**WHAT YOU SHOULD DO:**
Tally the lines in the rows below that contain the string "parked", matching case exactly, and reply with only that number.

**MATERIAL FOR THIS TASK:**
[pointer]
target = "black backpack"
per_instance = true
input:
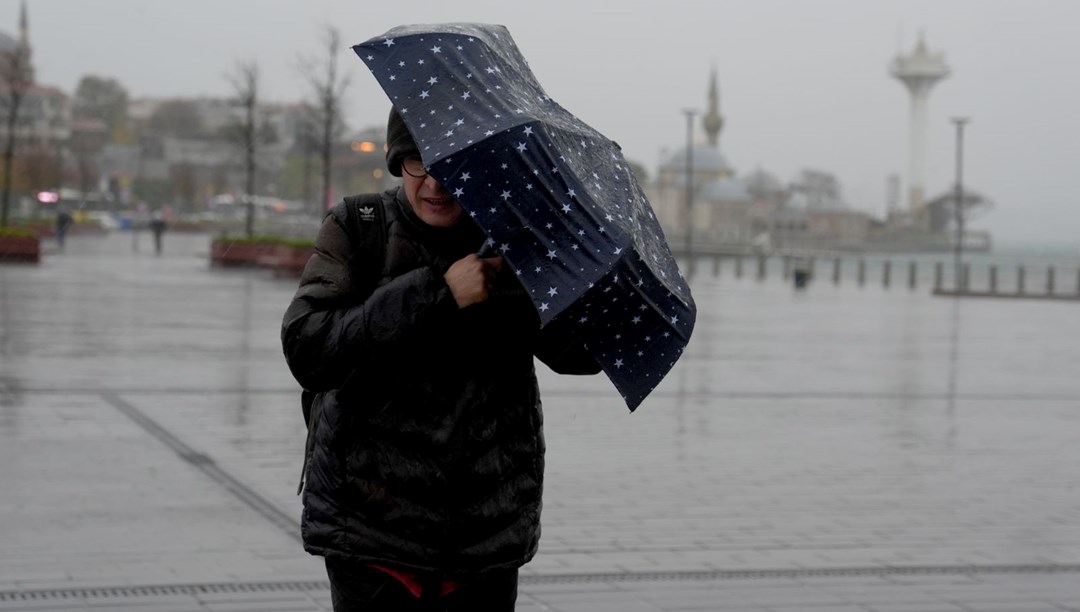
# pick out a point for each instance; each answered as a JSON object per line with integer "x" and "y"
{"x": 364, "y": 217}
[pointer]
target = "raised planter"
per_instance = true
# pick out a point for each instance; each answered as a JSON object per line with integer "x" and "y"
{"x": 19, "y": 245}
{"x": 285, "y": 257}
{"x": 229, "y": 253}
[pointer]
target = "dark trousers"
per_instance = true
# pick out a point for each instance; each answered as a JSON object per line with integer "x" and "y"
{"x": 356, "y": 587}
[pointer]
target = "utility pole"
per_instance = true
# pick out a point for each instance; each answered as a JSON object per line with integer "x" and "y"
{"x": 959, "y": 122}
{"x": 690, "y": 113}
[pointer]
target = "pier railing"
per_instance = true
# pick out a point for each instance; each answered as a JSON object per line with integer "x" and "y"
{"x": 982, "y": 279}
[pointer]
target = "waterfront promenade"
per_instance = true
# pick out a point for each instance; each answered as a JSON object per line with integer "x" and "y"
{"x": 841, "y": 449}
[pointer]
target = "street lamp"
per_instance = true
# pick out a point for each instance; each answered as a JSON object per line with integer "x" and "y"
{"x": 689, "y": 188}
{"x": 959, "y": 122}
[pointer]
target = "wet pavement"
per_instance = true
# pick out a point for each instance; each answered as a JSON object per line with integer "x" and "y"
{"x": 835, "y": 449}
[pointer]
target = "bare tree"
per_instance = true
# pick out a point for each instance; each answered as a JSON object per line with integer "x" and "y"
{"x": 245, "y": 82}
{"x": 14, "y": 84}
{"x": 329, "y": 89}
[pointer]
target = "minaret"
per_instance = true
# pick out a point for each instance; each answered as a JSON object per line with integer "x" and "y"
{"x": 919, "y": 71}
{"x": 712, "y": 121}
{"x": 24, "y": 41}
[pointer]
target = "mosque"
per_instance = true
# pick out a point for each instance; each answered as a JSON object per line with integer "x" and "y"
{"x": 756, "y": 212}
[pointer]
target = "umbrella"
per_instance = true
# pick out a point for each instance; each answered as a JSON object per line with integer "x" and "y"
{"x": 555, "y": 198}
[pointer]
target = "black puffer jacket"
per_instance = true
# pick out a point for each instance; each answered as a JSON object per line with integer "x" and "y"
{"x": 428, "y": 445}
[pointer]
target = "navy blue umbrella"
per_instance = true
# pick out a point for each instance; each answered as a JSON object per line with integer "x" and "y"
{"x": 556, "y": 199}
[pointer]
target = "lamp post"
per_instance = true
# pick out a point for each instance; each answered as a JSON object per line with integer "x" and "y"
{"x": 959, "y": 122}
{"x": 689, "y": 112}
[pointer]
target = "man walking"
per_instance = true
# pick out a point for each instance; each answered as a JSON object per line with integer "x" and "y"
{"x": 424, "y": 463}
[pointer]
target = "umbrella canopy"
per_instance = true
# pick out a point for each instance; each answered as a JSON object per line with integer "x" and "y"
{"x": 555, "y": 198}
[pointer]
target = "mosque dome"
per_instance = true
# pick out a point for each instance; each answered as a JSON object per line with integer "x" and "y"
{"x": 727, "y": 189}
{"x": 705, "y": 160}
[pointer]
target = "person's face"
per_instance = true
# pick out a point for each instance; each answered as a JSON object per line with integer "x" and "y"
{"x": 428, "y": 199}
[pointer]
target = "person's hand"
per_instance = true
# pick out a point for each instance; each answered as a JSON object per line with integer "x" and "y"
{"x": 470, "y": 279}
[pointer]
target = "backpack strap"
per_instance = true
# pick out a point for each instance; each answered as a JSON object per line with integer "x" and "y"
{"x": 365, "y": 219}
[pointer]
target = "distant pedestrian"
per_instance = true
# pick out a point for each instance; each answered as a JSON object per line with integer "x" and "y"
{"x": 158, "y": 227}
{"x": 64, "y": 220}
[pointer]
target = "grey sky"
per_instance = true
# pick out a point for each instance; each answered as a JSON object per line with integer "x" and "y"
{"x": 802, "y": 82}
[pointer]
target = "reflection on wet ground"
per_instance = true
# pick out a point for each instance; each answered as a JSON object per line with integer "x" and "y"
{"x": 853, "y": 448}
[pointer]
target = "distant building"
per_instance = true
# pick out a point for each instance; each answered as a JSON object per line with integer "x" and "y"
{"x": 752, "y": 212}
{"x": 720, "y": 201}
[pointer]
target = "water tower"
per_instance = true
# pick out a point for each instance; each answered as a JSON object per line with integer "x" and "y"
{"x": 919, "y": 71}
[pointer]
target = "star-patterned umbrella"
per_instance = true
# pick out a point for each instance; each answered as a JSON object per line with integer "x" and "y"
{"x": 555, "y": 198}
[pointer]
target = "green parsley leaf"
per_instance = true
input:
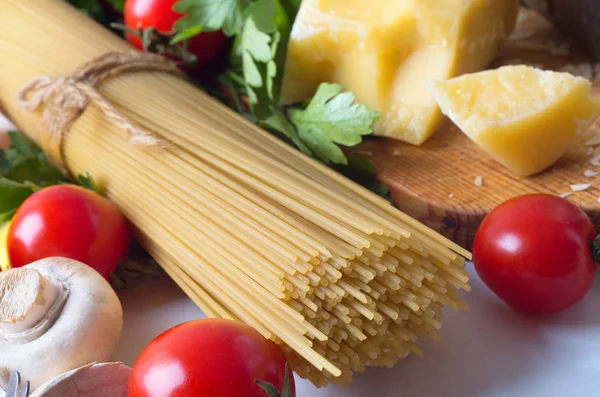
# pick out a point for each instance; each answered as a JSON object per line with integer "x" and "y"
{"x": 262, "y": 46}
{"x": 88, "y": 182}
{"x": 279, "y": 123}
{"x": 332, "y": 118}
{"x": 209, "y": 15}
{"x": 24, "y": 169}
{"x": 118, "y": 5}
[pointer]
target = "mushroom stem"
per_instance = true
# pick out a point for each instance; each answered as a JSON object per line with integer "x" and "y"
{"x": 30, "y": 304}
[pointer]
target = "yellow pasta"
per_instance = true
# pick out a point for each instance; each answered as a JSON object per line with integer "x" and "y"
{"x": 248, "y": 227}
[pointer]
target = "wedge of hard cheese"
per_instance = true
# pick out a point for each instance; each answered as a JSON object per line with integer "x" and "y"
{"x": 524, "y": 117}
{"x": 385, "y": 50}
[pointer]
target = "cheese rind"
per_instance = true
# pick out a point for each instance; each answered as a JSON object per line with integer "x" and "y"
{"x": 385, "y": 51}
{"x": 525, "y": 118}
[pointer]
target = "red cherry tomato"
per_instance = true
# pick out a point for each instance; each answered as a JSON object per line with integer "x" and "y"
{"x": 160, "y": 14}
{"x": 533, "y": 251}
{"x": 71, "y": 222}
{"x": 209, "y": 358}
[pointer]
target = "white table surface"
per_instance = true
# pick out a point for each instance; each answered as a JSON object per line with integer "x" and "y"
{"x": 487, "y": 351}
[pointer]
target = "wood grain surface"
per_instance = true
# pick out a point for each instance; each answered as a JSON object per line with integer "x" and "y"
{"x": 435, "y": 182}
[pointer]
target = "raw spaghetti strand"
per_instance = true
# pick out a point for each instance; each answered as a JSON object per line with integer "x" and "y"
{"x": 248, "y": 227}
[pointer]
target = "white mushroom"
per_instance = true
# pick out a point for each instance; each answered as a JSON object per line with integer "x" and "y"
{"x": 56, "y": 314}
{"x": 92, "y": 380}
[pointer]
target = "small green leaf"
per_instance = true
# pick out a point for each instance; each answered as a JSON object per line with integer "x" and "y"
{"x": 263, "y": 14}
{"x": 87, "y": 182}
{"x": 269, "y": 388}
{"x": 332, "y": 118}
{"x": 12, "y": 195}
{"x": 279, "y": 123}
{"x": 186, "y": 34}
{"x": 210, "y": 15}
{"x": 256, "y": 42}
{"x": 118, "y": 5}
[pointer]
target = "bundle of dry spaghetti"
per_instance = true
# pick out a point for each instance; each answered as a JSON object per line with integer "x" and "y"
{"x": 248, "y": 227}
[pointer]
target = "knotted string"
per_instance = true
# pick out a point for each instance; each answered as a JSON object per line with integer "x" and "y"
{"x": 64, "y": 99}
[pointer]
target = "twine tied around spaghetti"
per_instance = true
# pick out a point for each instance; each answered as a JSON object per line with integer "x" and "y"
{"x": 65, "y": 98}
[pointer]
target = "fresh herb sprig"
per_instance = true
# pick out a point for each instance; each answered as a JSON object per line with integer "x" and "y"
{"x": 322, "y": 126}
{"x": 250, "y": 80}
{"x": 24, "y": 169}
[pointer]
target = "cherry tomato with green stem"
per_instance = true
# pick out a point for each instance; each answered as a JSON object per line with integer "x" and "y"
{"x": 159, "y": 14}
{"x": 536, "y": 253}
{"x": 208, "y": 357}
{"x": 72, "y": 222}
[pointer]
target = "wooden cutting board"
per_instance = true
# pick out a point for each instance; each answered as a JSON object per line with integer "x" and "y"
{"x": 435, "y": 182}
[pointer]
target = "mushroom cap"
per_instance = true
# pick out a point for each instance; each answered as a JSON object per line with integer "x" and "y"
{"x": 86, "y": 330}
{"x": 92, "y": 380}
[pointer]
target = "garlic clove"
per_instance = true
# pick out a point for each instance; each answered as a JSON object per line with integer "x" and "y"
{"x": 92, "y": 380}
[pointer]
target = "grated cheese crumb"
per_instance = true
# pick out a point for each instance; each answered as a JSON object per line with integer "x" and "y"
{"x": 580, "y": 187}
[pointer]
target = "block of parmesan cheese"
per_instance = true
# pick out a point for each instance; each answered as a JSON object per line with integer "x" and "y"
{"x": 385, "y": 50}
{"x": 525, "y": 118}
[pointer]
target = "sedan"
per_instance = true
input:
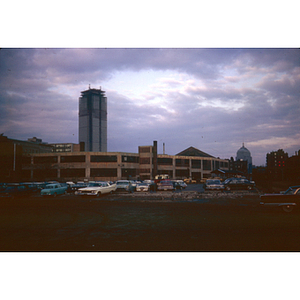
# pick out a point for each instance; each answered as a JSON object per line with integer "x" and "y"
{"x": 238, "y": 184}
{"x": 165, "y": 185}
{"x": 286, "y": 200}
{"x": 54, "y": 190}
{"x": 142, "y": 187}
{"x": 214, "y": 184}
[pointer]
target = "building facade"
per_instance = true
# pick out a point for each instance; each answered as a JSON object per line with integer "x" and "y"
{"x": 65, "y": 147}
{"x": 93, "y": 120}
{"x": 112, "y": 166}
{"x": 243, "y": 154}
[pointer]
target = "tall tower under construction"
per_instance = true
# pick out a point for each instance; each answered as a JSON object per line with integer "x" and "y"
{"x": 93, "y": 120}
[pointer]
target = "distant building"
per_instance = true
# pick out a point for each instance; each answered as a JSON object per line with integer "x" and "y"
{"x": 239, "y": 166}
{"x": 243, "y": 154}
{"x": 65, "y": 147}
{"x": 93, "y": 120}
{"x": 119, "y": 165}
{"x": 277, "y": 159}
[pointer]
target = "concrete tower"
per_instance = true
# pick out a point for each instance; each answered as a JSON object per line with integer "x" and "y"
{"x": 244, "y": 154}
{"x": 93, "y": 120}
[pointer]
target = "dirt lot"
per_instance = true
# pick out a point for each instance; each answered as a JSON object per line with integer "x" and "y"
{"x": 187, "y": 221}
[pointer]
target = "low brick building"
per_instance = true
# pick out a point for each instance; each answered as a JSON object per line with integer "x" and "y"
{"x": 111, "y": 166}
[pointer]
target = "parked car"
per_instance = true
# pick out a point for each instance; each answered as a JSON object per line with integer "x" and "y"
{"x": 189, "y": 181}
{"x": 124, "y": 186}
{"x": 287, "y": 200}
{"x": 165, "y": 185}
{"x": 238, "y": 184}
{"x": 142, "y": 187}
{"x": 73, "y": 188}
{"x": 54, "y": 189}
{"x": 97, "y": 189}
{"x": 180, "y": 184}
{"x": 15, "y": 191}
{"x": 214, "y": 184}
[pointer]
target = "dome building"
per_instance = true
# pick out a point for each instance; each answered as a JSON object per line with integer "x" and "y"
{"x": 244, "y": 154}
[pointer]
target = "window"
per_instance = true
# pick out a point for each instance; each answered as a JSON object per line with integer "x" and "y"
{"x": 196, "y": 163}
{"x": 45, "y": 159}
{"x": 206, "y": 165}
{"x": 72, "y": 172}
{"x": 72, "y": 158}
{"x": 164, "y": 161}
{"x": 103, "y": 158}
{"x": 103, "y": 172}
{"x": 130, "y": 159}
{"x": 144, "y": 160}
{"x": 182, "y": 162}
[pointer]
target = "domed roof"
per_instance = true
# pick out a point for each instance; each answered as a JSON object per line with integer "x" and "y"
{"x": 243, "y": 151}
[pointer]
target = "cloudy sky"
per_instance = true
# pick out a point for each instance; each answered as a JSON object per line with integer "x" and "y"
{"x": 212, "y": 99}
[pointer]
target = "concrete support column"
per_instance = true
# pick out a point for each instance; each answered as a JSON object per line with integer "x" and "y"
{"x": 88, "y": 165}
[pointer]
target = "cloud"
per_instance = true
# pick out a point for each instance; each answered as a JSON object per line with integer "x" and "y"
{"x": 212, "y": 99}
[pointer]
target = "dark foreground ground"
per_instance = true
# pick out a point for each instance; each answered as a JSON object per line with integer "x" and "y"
{"x": 206, "y": 222}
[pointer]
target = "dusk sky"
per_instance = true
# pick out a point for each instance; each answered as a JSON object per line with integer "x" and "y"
{"x": 212, "y": 99}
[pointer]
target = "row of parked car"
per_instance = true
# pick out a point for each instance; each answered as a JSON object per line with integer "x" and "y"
{"x": 93, "y": 188}
{"x": 229, "y": 184}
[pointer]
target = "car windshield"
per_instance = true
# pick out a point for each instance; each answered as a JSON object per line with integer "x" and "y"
{"x": 290, "y": 191}
{"x": 213, "y": 181}
{"x": 95, "y": 184}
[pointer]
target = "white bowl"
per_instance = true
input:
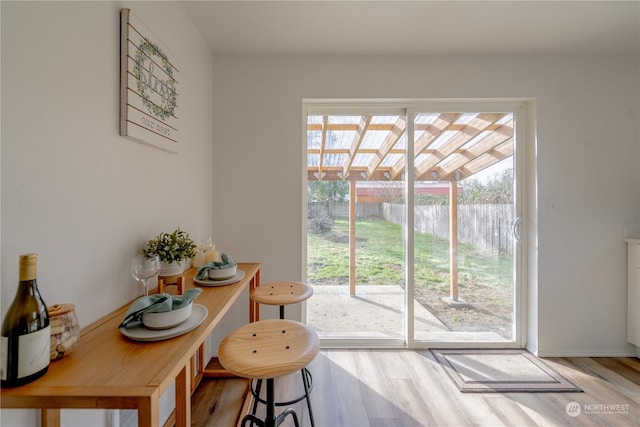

**WRITTEN REPLY:**
2